# Exercise aim:
Rewrite each of the rows below, changing every "query" to "search" and leaving everything else as it is.

··· Dataset ···

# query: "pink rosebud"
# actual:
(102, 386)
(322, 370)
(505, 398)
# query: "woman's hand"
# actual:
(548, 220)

···

# Complete response:
# search: "pink rosebud"
# actual:
(102, 386)
(322, 370)
(505, 398)
# search: "woman's hand"
# actual:
(548, 220)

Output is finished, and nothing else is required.